| TEXTE RETENU |
/---

Missak Manouchian et l’Affiche rouge : « La propagande nazie s’est retournée contre ses initiateurs »

L’historien du communisme et du régime de Vichy Denis Peschanski et le documentariste Hugues Nancy cosignent « Manouchian et ceux de l’Affiche rouge », un film-événement « tout archives ». Ce remarquable travail vient combler les zones d’ombre qui subsistent autour de la lutte, la traque et la fin de ces mythiques combattants FTP-MOI.

L’histoire est connue. Mais elle révèle encore des détails que seul le travail minutieux des historiens peut mettre en lumière. Aux nazis, il fallait une tête d’affiche pour dénoncer les « terroristes » qui voulaient libérer leur pays : ce sera Missak Manouchian, requalifié en « chef de bande » de « l’armée du crime ». Mais grâce à cette affiche rouge dont Aragon et Ferré feront un signe de ralliement, lui et ses 22 camarades combattants des FTP-MOI entreront à jamais dans la lumière.

Ils le méritent, comme cette entrée prochaine au Panthéon, par leur amour immense pour leur patrie d’adoption : on apprend ainsi, dans le film coécrit par l’historien Denis Peschanski et le documentariste Hugues Nancy, que Manouchian avait déposé deux demandes de naturalisation, pour pouvoir s’enrôler dans l’armée. Il trouvera finalement un autre moyen de défendre son pays. Comme lui, les communistes étrangers, pour les Allemands coupables à double, parfois triple titre (nombre d’entre eux étaient juifs, il y avait même des femmes) du délit d’altérité, ont clamé cet amour en versant leur sang. Ce rappel pour mémoire (collective) n’était pas inutile.

\---

| DONNÉES FOURNIES |
/---

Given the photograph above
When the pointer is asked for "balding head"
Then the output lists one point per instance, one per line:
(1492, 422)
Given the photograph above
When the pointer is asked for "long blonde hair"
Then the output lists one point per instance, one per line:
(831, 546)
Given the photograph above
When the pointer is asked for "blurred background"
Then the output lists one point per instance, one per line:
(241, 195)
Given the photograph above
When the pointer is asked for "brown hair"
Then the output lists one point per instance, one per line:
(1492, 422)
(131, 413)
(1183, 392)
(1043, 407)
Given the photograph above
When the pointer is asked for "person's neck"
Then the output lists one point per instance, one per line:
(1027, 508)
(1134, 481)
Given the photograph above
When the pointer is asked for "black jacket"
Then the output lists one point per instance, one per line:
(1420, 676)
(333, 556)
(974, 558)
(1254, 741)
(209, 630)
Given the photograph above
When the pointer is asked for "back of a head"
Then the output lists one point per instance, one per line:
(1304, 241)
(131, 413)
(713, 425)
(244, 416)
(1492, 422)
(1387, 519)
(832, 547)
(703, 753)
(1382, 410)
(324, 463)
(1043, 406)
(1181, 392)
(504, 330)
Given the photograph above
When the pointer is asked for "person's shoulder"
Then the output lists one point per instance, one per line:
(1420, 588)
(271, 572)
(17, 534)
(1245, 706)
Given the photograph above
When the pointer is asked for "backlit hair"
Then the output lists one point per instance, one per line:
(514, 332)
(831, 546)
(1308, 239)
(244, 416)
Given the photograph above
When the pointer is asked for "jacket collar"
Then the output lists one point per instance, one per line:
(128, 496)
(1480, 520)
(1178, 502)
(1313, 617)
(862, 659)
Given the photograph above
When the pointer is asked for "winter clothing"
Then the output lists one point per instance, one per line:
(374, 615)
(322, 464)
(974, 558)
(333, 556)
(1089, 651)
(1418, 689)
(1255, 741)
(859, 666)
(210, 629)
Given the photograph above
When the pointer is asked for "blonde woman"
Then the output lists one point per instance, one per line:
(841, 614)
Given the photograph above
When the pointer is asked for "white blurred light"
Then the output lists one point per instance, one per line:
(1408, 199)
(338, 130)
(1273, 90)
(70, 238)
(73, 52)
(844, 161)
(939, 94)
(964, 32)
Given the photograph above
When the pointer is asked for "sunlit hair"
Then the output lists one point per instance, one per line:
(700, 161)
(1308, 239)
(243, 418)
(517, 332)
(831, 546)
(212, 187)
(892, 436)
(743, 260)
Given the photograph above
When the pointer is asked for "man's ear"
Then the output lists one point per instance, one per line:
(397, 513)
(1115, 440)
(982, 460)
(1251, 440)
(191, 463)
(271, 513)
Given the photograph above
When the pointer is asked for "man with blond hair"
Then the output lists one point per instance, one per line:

\---

| EXERCICE ÉCRIT A |
Merci de relever tous les noms de personnes cités dans l'article sur l'Affiche rouge.
| EXERCICE ÉCRIT B |
Recopiez le passage de l'article sur l'Affiche rouge en commençant par "Ils le méritent, comme" et en terminant par "n’était pas inutile.", en substituant "terre d’accueil" à "patrie d’adoption".
Les lignes ne jouent aucun rôle dans ce travail.

| RÉSULTAT OBTENU A |
Missak Manouchian, Denis Peschanski, Hugues Nancy, Aragon, Ferré

| RÉSULTAT OBTENU B |
Ils le méritent, comme cette entrée prochaine au Panthéon, par leur amour immense pour leur terre d’accueil : on apprend ainsi, dans le film coécrit par l’historien Denis Peschanski et le documentariste Hugues Nancy, que Manouchian avait déposé deux demandes de naturalisation, pour pouvoir s’enrôler dans l’armée. Il trouvera finalement un autre moyen de défendre son pays. Comme lui, les communistes étrangers, pour les Allemands coupables à double, parfois triple titre (nombre d’entre eux étaient juifs, il y avait même des femmes) du délit d’altérité, ont clamé cet amour en versant leur sang. Ce rappel pour mémoire (collective) n’était pas inutile.